● PROBLEM TO SOLVE: From the top of the records below down to the line containing "positive clicks: (505, 188)", reproduce every line exactly.

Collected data

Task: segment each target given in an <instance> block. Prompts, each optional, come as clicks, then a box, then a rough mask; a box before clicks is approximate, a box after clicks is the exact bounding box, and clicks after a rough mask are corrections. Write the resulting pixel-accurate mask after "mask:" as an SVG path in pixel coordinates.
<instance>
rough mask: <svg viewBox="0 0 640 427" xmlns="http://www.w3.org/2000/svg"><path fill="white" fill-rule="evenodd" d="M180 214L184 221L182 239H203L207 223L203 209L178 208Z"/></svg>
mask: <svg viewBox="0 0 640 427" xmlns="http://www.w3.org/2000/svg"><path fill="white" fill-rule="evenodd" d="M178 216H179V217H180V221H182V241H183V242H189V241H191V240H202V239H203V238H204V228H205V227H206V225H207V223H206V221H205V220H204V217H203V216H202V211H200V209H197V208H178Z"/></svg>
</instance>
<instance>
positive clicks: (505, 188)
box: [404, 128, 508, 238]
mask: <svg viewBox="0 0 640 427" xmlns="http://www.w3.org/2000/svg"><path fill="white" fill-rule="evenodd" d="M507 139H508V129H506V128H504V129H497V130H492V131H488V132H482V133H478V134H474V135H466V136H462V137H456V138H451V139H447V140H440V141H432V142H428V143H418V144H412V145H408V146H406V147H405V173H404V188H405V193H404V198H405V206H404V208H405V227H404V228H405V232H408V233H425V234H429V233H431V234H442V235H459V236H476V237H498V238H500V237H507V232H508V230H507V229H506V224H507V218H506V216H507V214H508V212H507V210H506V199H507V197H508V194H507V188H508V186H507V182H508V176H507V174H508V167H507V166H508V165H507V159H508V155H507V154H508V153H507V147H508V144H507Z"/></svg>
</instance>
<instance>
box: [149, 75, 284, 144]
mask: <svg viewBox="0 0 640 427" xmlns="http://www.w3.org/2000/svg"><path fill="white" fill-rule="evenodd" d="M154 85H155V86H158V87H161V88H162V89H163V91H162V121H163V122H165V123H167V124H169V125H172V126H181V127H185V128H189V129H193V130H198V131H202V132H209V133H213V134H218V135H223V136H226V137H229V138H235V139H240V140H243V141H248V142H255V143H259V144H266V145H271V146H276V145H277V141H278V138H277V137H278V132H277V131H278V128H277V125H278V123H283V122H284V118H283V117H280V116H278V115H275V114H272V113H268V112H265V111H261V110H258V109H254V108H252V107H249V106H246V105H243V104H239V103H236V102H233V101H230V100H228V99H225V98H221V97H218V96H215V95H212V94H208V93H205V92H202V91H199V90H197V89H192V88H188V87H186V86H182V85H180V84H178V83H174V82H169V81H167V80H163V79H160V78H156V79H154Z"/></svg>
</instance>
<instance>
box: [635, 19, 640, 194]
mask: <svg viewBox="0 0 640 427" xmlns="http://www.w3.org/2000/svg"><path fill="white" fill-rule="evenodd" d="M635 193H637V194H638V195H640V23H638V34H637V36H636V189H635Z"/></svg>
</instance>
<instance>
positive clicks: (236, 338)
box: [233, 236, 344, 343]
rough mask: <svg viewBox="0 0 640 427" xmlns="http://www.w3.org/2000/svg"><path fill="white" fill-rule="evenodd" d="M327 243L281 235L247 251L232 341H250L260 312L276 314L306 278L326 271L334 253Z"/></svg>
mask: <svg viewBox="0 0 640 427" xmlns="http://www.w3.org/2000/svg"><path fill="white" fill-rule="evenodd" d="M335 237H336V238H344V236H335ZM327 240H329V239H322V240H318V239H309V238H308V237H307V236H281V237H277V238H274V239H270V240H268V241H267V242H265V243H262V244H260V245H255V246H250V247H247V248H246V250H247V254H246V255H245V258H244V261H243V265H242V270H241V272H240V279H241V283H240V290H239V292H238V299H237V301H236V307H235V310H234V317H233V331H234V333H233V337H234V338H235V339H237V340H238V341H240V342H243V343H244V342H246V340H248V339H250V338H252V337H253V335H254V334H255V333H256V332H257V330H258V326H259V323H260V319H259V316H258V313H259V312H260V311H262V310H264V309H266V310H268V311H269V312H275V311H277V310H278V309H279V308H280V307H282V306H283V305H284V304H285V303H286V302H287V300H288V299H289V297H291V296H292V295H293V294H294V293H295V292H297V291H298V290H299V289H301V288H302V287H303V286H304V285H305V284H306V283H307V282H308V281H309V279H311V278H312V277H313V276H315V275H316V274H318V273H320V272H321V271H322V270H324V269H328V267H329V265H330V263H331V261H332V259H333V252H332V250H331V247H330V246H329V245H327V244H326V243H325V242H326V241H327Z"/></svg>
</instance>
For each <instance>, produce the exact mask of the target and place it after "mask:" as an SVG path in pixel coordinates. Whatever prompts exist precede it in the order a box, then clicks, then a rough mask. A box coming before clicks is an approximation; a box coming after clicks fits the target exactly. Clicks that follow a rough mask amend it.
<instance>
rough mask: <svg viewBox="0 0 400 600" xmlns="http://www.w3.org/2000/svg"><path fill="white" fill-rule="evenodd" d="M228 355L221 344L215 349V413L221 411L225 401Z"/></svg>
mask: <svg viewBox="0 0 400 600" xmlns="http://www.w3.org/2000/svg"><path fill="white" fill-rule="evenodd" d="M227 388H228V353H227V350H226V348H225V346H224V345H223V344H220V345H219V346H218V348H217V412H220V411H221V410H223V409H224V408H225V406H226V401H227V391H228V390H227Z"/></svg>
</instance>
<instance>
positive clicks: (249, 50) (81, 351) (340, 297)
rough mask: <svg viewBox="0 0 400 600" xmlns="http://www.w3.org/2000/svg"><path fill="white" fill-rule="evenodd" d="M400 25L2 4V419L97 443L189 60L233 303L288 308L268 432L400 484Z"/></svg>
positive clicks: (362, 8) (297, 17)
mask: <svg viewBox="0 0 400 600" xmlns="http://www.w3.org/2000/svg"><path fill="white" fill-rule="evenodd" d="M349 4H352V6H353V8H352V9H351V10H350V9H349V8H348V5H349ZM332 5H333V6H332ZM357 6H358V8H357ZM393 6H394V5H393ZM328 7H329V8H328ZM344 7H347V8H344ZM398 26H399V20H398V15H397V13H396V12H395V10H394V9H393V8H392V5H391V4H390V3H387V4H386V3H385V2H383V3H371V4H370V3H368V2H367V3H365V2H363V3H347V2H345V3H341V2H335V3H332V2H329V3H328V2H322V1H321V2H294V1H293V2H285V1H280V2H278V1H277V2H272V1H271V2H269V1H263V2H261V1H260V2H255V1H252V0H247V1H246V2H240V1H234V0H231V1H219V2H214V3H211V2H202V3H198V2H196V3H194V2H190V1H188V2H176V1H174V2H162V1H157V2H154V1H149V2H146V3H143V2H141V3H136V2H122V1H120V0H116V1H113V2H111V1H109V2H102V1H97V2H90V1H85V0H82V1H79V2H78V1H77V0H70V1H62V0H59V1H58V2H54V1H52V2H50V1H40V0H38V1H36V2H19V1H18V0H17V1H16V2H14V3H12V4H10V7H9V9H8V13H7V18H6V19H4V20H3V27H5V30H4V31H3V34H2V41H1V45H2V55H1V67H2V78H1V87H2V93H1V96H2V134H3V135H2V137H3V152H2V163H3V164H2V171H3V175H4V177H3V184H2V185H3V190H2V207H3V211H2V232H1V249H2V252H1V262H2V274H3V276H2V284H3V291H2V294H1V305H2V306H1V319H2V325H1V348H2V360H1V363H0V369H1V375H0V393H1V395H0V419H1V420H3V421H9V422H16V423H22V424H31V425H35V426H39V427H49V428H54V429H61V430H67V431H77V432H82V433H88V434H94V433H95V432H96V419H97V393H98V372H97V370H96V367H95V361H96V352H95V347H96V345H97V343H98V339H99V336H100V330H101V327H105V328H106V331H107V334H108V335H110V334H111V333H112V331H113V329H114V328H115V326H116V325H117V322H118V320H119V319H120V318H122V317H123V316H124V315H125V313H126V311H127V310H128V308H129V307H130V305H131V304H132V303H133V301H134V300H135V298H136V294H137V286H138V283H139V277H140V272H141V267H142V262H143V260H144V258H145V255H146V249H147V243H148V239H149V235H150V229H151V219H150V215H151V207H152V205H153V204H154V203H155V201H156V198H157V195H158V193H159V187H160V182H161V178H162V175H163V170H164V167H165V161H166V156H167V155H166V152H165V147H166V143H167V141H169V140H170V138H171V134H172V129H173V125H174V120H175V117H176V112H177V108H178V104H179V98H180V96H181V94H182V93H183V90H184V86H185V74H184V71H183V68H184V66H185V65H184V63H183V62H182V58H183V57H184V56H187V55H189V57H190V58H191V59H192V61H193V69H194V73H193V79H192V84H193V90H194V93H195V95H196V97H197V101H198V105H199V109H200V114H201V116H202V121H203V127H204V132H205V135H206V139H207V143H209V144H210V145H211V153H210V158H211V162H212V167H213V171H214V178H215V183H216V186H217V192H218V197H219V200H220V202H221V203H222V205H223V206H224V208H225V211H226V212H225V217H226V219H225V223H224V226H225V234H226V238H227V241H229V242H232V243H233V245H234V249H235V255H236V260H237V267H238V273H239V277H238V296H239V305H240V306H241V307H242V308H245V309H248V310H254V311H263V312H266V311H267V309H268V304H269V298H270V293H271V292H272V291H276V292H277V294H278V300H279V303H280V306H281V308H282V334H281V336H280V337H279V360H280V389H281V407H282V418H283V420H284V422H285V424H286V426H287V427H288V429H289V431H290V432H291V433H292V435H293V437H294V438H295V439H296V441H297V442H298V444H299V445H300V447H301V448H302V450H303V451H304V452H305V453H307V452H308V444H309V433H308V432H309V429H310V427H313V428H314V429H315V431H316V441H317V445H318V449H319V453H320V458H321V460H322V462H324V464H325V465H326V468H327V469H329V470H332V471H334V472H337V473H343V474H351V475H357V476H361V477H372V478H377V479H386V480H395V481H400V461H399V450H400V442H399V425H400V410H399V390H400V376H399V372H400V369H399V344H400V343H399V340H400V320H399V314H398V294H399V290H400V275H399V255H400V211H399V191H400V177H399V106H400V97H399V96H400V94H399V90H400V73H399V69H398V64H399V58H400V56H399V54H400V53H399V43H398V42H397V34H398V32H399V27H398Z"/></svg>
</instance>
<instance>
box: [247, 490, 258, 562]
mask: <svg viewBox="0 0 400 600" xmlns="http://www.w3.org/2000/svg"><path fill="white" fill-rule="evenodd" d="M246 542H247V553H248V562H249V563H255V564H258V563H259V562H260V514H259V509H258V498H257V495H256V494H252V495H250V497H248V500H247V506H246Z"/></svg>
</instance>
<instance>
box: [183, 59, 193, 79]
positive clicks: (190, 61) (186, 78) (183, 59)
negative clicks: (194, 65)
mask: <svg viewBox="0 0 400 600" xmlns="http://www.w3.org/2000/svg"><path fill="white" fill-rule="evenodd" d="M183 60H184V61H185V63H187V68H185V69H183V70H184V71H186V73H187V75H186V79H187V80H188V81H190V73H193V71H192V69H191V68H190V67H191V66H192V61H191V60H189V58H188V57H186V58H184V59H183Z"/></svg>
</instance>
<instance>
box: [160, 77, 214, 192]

● TASK SOLUTION:
Task: segment each target given in an <instance> block. Prompts, each optional, come as clicks, then a box, then a rough mask; a box before clicks is approximate, a box after clicks is the exact bounding box, and clicks after a rough mask are corrections. Write the resulting pixel-accurate mask after "mask:" as an SVG path in pixel coordinates.
<instance>
rough mask: <svg viewBox="0 0 640 427" xmlns="http://www.w3.org/2000/svg"><path fill="white" fill-rule="evenodd" d="M180 214L184 221L182 239H203L207 223L203 209L178 208Z"/></svg>
mask: <svg viewBox="0 0 640 427" xmlns="http://www.w3.org/2000/svg"><path fill="white" fill-rule="evenodd" d="M178 216H179V217H180V221H182V241H183V242H189V241H191V240H202V239H203V238H204V228H205V227H206V225H207V223H206V221H205V220H204V217H203V216H202V211H200V209H197V208H178Z"/></svg>
</instance>
<instance>
positive clicks: (505, 188)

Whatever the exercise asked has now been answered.